* **Your instructions**
Search the records for the string "paved" and copy every line where it turns up.

(Referring expression data)
===

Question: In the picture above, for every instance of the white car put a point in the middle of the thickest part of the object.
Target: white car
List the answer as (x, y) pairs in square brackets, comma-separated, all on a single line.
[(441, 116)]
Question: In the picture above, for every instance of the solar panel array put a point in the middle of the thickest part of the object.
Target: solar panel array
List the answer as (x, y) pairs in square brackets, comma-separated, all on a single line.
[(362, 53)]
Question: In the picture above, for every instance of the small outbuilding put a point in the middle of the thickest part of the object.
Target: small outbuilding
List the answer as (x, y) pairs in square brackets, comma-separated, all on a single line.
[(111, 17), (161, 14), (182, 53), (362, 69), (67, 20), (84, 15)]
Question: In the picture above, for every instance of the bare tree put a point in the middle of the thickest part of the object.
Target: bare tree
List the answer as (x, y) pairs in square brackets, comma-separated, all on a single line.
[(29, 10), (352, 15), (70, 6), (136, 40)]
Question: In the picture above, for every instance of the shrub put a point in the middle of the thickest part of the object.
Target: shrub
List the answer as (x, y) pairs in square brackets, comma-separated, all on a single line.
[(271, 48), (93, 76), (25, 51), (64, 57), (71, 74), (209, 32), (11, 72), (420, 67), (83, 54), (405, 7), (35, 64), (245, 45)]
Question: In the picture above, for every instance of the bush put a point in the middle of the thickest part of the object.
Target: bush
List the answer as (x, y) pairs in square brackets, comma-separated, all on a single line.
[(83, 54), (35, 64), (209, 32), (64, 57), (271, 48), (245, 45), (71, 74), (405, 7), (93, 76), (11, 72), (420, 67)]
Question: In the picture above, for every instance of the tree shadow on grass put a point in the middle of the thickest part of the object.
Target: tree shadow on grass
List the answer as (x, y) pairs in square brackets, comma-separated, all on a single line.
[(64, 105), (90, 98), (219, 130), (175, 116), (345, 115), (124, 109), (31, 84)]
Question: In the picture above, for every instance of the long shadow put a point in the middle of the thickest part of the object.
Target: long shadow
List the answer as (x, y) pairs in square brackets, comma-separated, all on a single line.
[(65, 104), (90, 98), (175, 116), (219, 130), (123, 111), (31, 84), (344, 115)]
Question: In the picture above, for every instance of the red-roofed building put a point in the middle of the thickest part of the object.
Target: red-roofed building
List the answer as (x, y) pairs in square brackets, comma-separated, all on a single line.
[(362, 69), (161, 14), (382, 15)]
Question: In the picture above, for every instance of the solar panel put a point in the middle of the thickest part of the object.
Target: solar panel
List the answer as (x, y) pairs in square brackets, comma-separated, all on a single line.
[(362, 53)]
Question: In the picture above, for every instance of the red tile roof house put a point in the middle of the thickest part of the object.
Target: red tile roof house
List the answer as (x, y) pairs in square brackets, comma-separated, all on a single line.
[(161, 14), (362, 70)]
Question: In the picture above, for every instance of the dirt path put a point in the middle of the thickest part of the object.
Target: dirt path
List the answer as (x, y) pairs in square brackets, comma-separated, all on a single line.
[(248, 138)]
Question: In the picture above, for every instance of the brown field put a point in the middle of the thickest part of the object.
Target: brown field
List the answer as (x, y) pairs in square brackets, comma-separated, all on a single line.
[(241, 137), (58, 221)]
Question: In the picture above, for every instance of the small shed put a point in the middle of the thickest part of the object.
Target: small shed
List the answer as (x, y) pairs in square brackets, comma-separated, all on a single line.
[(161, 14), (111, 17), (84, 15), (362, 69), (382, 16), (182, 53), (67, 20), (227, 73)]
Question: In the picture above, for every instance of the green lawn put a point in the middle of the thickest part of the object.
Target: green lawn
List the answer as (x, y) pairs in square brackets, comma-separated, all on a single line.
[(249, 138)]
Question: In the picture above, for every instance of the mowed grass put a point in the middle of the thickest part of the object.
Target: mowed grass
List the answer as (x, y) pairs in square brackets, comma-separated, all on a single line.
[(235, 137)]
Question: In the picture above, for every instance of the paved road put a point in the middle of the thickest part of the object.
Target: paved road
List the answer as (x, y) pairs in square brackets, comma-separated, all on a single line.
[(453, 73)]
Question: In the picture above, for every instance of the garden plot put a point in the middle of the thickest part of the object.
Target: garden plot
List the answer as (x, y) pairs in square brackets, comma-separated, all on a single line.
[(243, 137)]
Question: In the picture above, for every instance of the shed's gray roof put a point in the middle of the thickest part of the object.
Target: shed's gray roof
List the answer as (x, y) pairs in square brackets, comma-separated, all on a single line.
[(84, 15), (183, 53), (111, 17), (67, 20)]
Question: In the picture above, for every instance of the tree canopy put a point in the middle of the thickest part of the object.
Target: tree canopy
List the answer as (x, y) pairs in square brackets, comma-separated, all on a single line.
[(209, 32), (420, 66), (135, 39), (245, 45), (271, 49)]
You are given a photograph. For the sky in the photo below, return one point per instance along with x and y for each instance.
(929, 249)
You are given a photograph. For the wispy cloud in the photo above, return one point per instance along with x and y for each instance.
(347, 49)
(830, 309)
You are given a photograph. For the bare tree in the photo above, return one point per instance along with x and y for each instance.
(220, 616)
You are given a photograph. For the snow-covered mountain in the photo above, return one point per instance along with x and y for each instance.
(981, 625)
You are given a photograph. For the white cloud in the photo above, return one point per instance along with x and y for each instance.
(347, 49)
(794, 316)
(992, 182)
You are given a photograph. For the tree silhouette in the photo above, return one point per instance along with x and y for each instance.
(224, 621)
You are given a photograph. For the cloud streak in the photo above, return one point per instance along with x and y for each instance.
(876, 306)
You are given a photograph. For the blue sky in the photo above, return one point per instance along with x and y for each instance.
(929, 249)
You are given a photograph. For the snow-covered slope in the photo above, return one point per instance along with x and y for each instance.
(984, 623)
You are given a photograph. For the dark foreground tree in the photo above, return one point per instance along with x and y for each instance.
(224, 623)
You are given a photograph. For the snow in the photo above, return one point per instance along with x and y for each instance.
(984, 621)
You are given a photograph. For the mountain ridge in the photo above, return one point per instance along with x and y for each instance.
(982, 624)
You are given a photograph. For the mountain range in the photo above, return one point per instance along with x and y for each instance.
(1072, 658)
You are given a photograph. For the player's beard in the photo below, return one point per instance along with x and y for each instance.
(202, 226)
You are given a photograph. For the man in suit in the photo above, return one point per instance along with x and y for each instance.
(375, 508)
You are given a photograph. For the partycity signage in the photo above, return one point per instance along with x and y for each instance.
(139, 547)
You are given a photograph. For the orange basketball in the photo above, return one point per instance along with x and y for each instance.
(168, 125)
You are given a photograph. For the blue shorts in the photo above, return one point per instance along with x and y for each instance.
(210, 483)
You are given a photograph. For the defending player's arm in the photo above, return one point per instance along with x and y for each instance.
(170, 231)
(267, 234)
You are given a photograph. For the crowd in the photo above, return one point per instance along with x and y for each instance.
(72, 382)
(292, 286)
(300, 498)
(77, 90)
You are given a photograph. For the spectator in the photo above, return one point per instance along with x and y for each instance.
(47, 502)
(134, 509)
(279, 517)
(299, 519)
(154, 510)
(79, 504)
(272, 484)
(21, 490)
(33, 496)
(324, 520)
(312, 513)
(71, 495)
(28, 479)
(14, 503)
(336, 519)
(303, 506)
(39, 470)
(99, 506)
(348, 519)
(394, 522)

===

* **Reply**
Question: In the picture above, for every instance of the paved road put a point in the middle of the thickest part of the object.
Target: paved road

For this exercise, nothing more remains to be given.